### [TAREA PENDIENTE]
Copia de nuevo estas filas, pero cambia "marker" por "dot" en todas ellas sin tocar nada más.

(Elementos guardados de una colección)
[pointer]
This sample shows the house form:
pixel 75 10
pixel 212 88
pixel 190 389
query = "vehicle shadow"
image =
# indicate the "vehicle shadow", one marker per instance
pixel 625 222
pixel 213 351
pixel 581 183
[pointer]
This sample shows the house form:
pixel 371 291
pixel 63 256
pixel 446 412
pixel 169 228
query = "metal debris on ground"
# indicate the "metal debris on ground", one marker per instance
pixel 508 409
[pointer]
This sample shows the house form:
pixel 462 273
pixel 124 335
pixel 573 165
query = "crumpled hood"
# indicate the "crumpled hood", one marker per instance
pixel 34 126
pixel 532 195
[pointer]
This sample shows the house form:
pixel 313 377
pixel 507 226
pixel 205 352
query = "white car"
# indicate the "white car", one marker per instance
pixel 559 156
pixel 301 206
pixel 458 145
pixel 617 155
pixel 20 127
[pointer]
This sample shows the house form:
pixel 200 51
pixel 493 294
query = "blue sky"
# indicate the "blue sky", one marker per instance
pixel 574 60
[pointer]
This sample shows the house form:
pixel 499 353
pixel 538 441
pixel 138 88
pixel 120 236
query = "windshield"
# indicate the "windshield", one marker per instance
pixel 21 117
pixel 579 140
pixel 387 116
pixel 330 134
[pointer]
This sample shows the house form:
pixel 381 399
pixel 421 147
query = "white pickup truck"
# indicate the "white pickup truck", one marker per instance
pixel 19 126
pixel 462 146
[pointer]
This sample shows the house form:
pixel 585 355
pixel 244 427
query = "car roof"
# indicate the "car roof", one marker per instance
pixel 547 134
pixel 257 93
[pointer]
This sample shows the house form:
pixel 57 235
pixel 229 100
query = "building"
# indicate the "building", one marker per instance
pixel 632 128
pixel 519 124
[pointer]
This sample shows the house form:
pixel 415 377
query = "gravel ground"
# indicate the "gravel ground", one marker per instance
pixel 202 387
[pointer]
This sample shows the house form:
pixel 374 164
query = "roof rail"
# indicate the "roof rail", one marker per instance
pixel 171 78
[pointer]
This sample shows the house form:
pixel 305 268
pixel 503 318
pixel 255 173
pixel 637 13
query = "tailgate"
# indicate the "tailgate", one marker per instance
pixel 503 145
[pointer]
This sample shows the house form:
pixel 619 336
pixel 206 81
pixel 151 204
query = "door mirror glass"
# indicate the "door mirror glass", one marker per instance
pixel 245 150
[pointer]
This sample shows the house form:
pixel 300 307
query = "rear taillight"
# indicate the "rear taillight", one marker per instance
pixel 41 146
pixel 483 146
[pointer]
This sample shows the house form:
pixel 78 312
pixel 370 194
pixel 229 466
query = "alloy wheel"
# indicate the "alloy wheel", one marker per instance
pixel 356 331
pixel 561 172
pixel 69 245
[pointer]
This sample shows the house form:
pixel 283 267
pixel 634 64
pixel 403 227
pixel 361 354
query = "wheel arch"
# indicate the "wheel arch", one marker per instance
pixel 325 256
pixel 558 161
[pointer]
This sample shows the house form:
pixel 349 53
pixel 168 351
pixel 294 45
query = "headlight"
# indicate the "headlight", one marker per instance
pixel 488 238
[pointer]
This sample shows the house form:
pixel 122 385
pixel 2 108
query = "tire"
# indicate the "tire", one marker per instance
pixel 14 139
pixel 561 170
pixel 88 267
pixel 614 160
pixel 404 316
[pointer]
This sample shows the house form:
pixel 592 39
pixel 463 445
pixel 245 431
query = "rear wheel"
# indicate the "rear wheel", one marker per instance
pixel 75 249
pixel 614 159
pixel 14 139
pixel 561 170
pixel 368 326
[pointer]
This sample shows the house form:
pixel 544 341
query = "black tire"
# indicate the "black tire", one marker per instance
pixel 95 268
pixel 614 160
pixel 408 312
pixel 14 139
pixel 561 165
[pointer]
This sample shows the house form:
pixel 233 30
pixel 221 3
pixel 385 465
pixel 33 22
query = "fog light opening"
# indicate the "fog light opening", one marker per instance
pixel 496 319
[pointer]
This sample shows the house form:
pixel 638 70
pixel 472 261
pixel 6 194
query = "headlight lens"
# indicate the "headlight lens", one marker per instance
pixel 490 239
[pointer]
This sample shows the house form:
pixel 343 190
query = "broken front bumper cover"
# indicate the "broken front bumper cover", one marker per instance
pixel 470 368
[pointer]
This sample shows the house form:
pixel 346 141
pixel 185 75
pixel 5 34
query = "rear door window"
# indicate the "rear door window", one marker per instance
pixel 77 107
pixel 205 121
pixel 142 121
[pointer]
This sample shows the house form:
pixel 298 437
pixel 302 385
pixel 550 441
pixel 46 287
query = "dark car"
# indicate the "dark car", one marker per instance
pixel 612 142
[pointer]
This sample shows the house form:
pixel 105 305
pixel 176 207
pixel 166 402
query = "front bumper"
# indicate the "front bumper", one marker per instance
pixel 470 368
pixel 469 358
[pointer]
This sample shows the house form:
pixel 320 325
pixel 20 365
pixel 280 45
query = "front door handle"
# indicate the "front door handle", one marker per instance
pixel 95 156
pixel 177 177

### [TU RESPUESTA]
[pointer]
This sample shows the house form:
pixel 75 10
pixel 212 88
pixel 190 389
query = "vehicle shadow"
image =
# indicate the "vehicle shadow", one dot per instance
pixel 625 222
pixel 213 351
pixel 581 183
[pointer]
This sample shows the house form:
pixel 371 291
pixel 63 256
pixel 446 412
pixel 169 228
query = "metal debris on ground"
# indicate the "metal debris on ground", one dot per instance
pixel 508 409
[pointer]
This sample shows the house form:
pixel 462 273
pixel 124 335
pixel 573 165
query = "crumpled hood"
# indicate the "crumpled hood", one dot per instance
pixel 34 126
pixel 532 195
[pointer]
This sample shows the house form:
pixel 313 377
pixel 507 226
pixel 205 352
query = "white car"
# indicate the "white car", one dot per instance
pixel 559 156
pixel 301 206
pixel 458 145
pixel 617 155
pixel 20 127
[pointer]
This sample shows the house form:
pixel 200 51
pixel 493 294
query = "blue sky"
# indicate the "blue sky", one dot per instance
pixel 574 60
[pointer]
This sample shows the house form:
pixel 499 353
pixel 538 441
pixel 138 88
pixel 120 236
query = "windshield"
# indicate the "windshield", one dot per instance
pixel 21 117
pixel 579 140
pixel 387 116
pixel 330 134
[pointer]
This sample shows the house form:
pixel 381 399
pixel 421 147
query = "white pickup truck"
# indicate the "white pickup truck", one dot per instance
pixel 19 126
pixel 462 146
[pointer]
This sample shows the house form:
pixel 585 355
pixel 244 427
query = "car roof"
# indicate the "car roof", one dot per instance
pixel 547 134
pixel 257 93
[pointer]
This sample shows the house form:
pixel 57 235
pixel 229 100
query = "building"
# indicate the "building", one dot per instance
pixel 632 128
pixel 519 124
[pointer]
This sample shows the house form:
pixel 415 377
query = "gravel ground"
# indicate the "gravel ground", one dot per instance
pixel 202 387
[pointer]
This sample shows the house form:
pixel 374 164
query = "roof rail"
# indicate the "roof rail", one dot per instance
pixel 171 78
[pointer]
This sample shows the house form:
pixel 305 268
pixel 503 318
pixel 255 173
pixel 637 13
query = "tailgate"
# indicate the "tailgate", one dot per instance
pixel 503 145
[pointer]
This sample shows the house form:
pixel 619 336
pixel 206 81
pixel 151 204
query = "door mirror glass"
# indicate the "door mirror glass", one dot per instance
pixel 245 150
[pointer]
This sample shows the house form:
pixel 300 307
query = "rear taillight"
# indicate the "rear taillight", one dot per instance
pixel 41 146
pixel 483 146
[pointer]
This sample shows the house form:
pixel 78 312
pixel 370 194
pixel 229 466
query = "alloy wheel"
# indicate the "alloy wheel", one dot per instance
pixel 356 331
pixel 561 172
pixel 69 245
[pointer]
This sample shows the house form:
pixel 283 267
pixel 634 64
pixel 403 227
pixel 361 354
query = "wheel arch"
# indicate the "wheel arch", one dot per instance
pixel 325 256
pixel 558 161
[pointer]
This sample shows the house form:
pixel 349 53
pixel 168 351
pixel 294 45
query = "headlight"
# indicate the "headlight", one dot per instance
pixel 488 238
[pointer]
This sample shows the house form:
pixel 122 385
pixel 2 108
query = "tire"
# indicate the "tire", one dot per instance
pixel 14 139
pixel 561 170
pixel 88 267
pixel 614 160
pixel 404 316
[pointer]
This sample shows the house form:
pixel 592 39
pixel 463 445
pixel 245 431
query = "rear wheel"
# indicate the "rear wheel", one dot per instance
pixel 75 249
pixel 614 159
pixel 14 139
pixel 561 170
pixel 368 326
[pointer]
This sample shows the house form:
pixel 544 341
query = "black tire"
# indicate the "black tire", one dot per instance
pixel 95 268
pixel 614 160
pixel 408 312
pixel 14 139
pixel 561 165
[pointer]
This sample shows the house form:
pixel 233 30
pixel 221 3
pixel 385 465
pixel 33 22
query = "fog light opening"
# indicate the "fog light opening", one dot per instance
pixel 496 319
[pointer]
This sample shows the house form:
pixel 638 70
pixel 472 261
pixel 6 194
query = "headlight lens"
# indicate the "headlight lens", one dot per instance
pixel 490 239
[pointer]
This sample shows the house form:
pixel 343 190
query = "broken front bumper cover"
# indicate the "broken front bumper cover", one dot per instance
pixel 470 368
[pointer]
This sample shows the house form:
pixel 346 141
pixel 185 75
pixel 5 34
query = "rear door window"
# indicate the "rear door window", one dot per instance
pixel 77 107
pixel 205 121
pixel 142 121
[pointer]
This sample shows the house form:
pixel 298 437
pixel 302 385
pixel 550 441
pixel 46 287
query = "dark car"
# indicate the "dark car", one dot per instance
pixel 612 142
[pointer]
This sample shows the house form:
pixel 105 305
pixel 176 207
pixel 166 402
query = "front bumper"
# indicate the "front bumper", one dot per instance
pixel 470 368
pixel 469 358
[pointer]
This sample shows the house form:
pixel 320 325
pixel 20 365
pixel 280 45
query = "front door handle"
# indicate the "front door handle", one dot per instance
pixel 95 156
pixel 177 177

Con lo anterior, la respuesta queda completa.